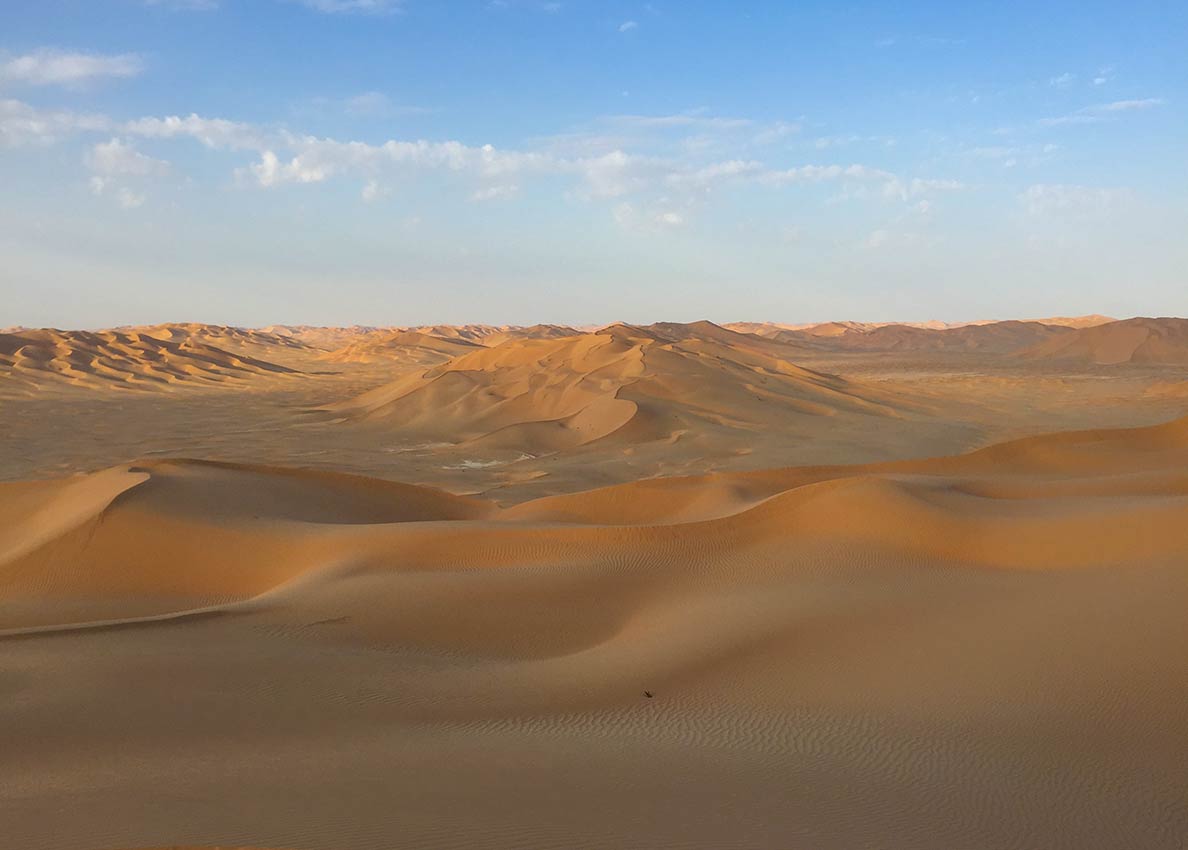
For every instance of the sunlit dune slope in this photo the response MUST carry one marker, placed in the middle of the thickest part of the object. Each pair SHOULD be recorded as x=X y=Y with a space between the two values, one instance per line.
x=991 y=338
x=1131 y=340
x=166 y=536
x=219 y=335
x=973 y=652
x=636 y=383
x=133 y=359
x=402 y=348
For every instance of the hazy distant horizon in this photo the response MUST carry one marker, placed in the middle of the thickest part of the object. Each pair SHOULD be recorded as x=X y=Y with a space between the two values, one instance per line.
x=577 y=162
x=580 y=325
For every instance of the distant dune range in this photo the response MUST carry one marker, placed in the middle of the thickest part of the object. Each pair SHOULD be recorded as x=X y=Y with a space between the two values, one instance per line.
x=194 y=354
x=1133 y=340
x=984 y=650
x=138 y=359
x=631 y=383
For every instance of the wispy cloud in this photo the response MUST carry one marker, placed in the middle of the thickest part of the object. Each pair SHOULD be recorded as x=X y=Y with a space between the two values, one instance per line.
x=1101 y=112
x=118 y=157
x=21 y=124
x=1049 y=200
x=50 y=67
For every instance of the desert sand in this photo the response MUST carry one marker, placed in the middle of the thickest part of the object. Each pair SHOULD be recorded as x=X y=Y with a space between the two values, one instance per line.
x=634 y=586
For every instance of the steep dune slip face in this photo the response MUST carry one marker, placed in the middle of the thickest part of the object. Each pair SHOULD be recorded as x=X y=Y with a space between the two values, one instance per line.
x=627 y=383
x=121 y=359
x=974 y=652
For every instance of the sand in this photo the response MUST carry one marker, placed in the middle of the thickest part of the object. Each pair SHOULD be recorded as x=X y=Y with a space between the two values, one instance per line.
x=277 y=642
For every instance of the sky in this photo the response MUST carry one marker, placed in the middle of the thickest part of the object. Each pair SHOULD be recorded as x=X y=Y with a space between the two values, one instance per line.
x=406 y=162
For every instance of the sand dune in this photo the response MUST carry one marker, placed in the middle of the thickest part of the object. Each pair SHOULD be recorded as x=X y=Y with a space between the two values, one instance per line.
x=133 y=359
x=983 y=650
x=636 y=383
x=402 y=348
x=1132 y=340
x=219 y=335
x=992 y=338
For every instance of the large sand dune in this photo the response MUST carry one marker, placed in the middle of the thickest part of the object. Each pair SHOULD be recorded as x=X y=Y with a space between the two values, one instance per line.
x=975 y=652
x=399 y=348
x=1132 y=340
x=632 y=383
x=136 y=359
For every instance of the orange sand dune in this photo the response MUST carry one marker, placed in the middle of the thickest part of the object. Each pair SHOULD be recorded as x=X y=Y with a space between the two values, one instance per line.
x=221 y=335
x=975 y=652
x=637 y=384
x=402 y=348
x=133 y=359
x=993 y=337
x=1132 y=340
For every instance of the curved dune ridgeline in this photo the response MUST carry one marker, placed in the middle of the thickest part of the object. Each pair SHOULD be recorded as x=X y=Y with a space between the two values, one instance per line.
x=634 y=383
x=151 y=358
x=1133 y=340
x=980 y=650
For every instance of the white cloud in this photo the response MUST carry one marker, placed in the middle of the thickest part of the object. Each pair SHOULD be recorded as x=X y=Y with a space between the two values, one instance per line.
x=649 y=220
x=367 y=104
x=21 y=124
x=184 y=5
x=49 y=67
x=128 y=199
x=1063 y=200
x=876 y=240
x=708 y=176
x=1128 y=105
x=354 y=6
x=271 y=171
x=372 y=191
x=1100 y=112
x=212 y=132
x=117 y=157
x=494 y=193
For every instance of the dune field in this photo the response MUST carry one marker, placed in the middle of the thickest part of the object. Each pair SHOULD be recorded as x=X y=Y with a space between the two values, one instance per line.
x=633 y=586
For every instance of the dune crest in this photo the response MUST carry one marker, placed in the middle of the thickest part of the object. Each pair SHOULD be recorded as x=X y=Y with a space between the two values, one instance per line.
x=638 y=383
x=1132 y=340
x=124 y=359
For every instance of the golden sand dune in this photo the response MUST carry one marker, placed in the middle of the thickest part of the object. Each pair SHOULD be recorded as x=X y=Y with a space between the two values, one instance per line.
x=974 y=652
x=136 y=359
x=220 y=335
x=990 y=338
x=637 y=384
x=1132 y=340
x=402 y=348
x=323 y=338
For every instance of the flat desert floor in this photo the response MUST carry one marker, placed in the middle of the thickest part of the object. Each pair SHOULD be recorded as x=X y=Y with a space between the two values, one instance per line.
x=645 y=587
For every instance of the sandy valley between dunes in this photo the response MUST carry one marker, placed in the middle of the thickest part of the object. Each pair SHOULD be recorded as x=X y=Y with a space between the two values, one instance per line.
x=776 y=625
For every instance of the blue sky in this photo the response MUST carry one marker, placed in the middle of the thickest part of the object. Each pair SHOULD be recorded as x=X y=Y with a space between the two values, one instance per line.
x=390 y=162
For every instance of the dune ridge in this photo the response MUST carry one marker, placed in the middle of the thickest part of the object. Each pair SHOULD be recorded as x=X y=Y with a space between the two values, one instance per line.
x=132 y=359
x=975 y=650
x=634 y=383
x=1132 y=340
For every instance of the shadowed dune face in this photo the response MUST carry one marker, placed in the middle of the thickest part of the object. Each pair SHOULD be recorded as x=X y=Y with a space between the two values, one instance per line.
x=636 y=384
x=1133 y=340
x=131 y=359
x=980 y=650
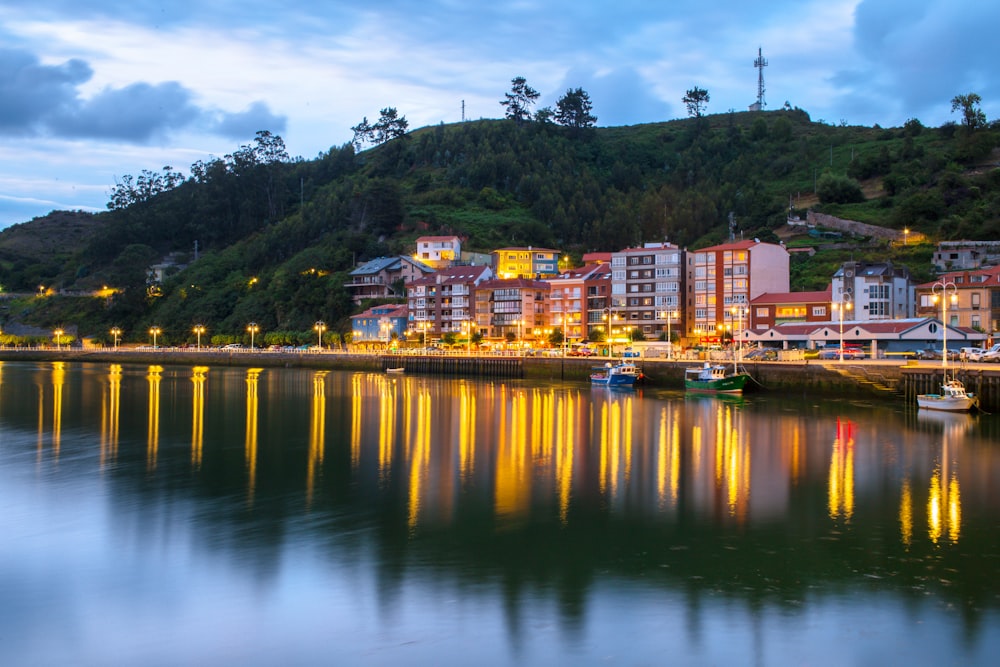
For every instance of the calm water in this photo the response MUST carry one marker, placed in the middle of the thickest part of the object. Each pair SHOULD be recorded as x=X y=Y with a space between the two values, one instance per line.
x=179 y=515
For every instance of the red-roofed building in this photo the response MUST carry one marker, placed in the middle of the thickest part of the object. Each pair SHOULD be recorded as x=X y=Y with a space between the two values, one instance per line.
x=517 y=308
x=444 y=301
x=977 y=294
x=774 y=308
x=439 y=251
x=722 y=280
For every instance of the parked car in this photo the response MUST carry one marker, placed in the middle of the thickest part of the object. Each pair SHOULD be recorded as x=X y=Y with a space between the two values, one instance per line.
x=931 y=353
x=971 y=353
x=849 y=353
x=991 y=355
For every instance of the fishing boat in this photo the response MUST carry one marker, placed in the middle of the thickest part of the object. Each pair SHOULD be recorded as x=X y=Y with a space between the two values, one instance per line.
x=715 y=379
x=623 y=374
x=953 y=398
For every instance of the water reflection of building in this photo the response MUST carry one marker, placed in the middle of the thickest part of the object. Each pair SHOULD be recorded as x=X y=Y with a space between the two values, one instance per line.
x=250 y=430
x=841 y=478
x=154 y=376
x=317 y=433
x=199 y=375
x=111 y=414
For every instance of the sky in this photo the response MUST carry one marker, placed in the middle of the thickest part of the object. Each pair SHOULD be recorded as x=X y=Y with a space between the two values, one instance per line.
x=94 y=90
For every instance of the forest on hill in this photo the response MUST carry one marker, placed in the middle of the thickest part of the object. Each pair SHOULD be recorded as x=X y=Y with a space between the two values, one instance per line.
x=270 y=239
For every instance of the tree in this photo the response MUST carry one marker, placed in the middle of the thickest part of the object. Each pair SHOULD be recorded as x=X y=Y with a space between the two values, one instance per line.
x=973 y=117
x=519 y=100
x=389 y=126
x=696 y=100
x=573 y=109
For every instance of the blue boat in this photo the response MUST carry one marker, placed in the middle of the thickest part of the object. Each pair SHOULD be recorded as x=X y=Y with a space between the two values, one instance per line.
x=623 y=374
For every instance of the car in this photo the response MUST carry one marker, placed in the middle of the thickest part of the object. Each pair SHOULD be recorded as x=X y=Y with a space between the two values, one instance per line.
x=991 y=355
x=971 y=353
x=849 y=353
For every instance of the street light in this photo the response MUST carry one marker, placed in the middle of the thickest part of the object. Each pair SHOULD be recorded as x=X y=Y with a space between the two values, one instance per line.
x=253 y=328
x=320 y=327
x=670 y=339
x=845 y=304
x=941 y=291
x=199 y=329
x=738 y=311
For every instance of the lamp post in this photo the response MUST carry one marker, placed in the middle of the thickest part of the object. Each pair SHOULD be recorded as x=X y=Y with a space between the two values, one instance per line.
x=944 y=290
x=253 y=328
x=845 y=304
x=319 y=327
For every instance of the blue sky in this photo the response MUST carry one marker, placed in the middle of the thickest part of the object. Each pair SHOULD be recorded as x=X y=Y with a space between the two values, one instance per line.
x=90 y=91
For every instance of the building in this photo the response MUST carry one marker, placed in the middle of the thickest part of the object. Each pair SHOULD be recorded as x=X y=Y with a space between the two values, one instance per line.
x=438 y=252
x=773 y=308
x=966 y=255
x=876 y=291
x=443 y=302
x=976 y=303
x=529 y=263
x=722 y=280
x=514 y=309
x=380 y=278
x=379 y=326
x=879 y=337
x=647 y=288
x=568 y=298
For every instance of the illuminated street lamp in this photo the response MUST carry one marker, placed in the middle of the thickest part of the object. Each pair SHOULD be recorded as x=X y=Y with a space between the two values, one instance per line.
x=845 y=304
x=253 y=328
x=199 y=329
x=941 y=291
x=319 y=327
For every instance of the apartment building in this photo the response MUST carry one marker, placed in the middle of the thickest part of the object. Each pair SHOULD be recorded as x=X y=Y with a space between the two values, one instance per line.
x=647 y=289
x=514 y=309
x=528 y=263
x=722 y=280
x=443 y=302
x=874 y=291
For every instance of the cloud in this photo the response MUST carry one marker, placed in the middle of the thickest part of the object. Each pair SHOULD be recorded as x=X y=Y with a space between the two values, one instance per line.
x=30 y=91
x=246 y=123
x=136 y=113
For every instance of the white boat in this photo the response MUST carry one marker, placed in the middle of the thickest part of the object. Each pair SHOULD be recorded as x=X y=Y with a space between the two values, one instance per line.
x=953 y=398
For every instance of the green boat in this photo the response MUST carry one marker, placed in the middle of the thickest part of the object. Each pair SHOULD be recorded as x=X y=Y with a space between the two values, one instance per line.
x=717 y=379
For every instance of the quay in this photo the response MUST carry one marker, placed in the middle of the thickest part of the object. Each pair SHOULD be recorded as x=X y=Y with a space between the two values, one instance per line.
x=890 y=380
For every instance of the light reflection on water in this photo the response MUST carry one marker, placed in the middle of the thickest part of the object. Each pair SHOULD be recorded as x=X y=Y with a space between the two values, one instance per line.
x=171 y=514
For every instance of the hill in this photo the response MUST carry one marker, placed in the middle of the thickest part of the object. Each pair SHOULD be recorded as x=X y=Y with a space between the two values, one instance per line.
x=269 y=239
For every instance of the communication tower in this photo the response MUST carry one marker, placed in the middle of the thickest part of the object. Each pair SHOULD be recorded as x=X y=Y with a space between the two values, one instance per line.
x=760 y=63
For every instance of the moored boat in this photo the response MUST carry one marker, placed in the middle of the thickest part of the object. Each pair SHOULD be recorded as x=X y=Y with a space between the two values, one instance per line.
x=622 y=374
x=953 y=398
x=715 y=379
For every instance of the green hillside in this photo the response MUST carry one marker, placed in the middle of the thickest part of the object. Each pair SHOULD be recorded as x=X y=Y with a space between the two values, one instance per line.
x=276 y=236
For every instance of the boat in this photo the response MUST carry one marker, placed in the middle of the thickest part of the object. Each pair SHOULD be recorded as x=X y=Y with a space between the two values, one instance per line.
x=715 y=379
x=622 y=374
x=953 y=398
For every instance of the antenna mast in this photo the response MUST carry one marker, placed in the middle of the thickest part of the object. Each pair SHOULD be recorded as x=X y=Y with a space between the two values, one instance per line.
x=760 y=63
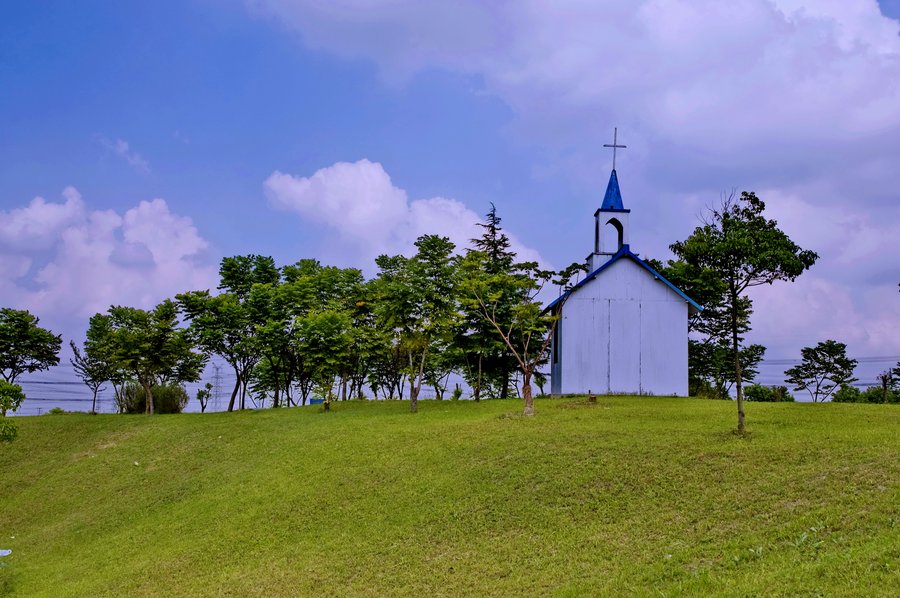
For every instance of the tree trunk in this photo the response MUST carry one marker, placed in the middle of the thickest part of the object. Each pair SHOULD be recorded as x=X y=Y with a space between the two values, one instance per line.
x=148 y=396
x=737 y=363
x=413 y=396
x=478 y=381
x=237 y=386
x=526 y=393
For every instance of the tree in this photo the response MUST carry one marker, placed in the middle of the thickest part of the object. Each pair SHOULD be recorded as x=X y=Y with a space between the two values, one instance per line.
x=711 y=366
x=203 y=396
x=824 y=368
x=93 y=370
x=11 y=397
x=224 y=325
x=486 y=361
x=25 y=347
x=147 y=346
x=526 y=329
x=740 y=247
x=417 y=303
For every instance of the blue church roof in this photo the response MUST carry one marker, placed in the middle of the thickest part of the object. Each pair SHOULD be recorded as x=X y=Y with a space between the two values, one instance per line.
x=624 y=252
x=613 y=198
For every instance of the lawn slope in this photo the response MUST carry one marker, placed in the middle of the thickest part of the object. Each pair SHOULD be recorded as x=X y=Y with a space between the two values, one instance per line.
x=632 y=496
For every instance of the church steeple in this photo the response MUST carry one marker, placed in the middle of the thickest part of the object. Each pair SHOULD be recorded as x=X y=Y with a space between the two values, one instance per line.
x=613 y=198
x=611 y=219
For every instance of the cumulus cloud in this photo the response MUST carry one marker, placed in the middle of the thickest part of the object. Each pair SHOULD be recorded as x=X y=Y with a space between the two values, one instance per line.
x=65 y=262
x=797 y=99
x=121 y=149
x=362 y=206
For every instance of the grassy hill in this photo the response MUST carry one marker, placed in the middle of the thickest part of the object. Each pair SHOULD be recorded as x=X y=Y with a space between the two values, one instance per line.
x=632 y=496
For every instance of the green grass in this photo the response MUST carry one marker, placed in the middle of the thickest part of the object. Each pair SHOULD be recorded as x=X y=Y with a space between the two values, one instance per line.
x=633 y=496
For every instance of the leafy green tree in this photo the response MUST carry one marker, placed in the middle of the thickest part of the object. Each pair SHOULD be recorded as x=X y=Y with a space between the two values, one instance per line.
x=743 y=249
x=485 y=360
x=824 y=369
x=11 y=397
x=847 y=393
x=326 y=344
x=93 y=369
x=224 y=324
x=417 y=303
x=147 y=346
x=25 y=347
x=203 y=396
x=167 y=398
x=507 y=301
x=710 y=364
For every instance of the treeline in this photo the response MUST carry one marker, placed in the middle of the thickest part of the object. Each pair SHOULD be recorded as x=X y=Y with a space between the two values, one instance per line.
x=306 y=329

Exercise requirements =>
Reproduce verbatim the part of the records that opens with the line containing "For every instance of the golden" and closes with the line containing "x=645 y=587", including both of those lines.

In response =>
For every instance of the golden sand dune in this photo the response MUST carry one marker, placed in the middle of the thickest part of the object. Each pair SHOULD be recorded as x=X y=Y with a space between the two values, one instance per line.
x=974 y=652
x=136 y=359
x=220 y=335
x=990 y=338
x=637 y=384
x=1132 y=340
x=402 y=348
x=323 y=338
For every instance of the flat desert floor in this photo the response MUST carry one marker, placed in the middle of the thickest part of the object. Each pair SHOULD be recorded as x=X y=Y with a space between the two values, one instance per line.
x=645 y=587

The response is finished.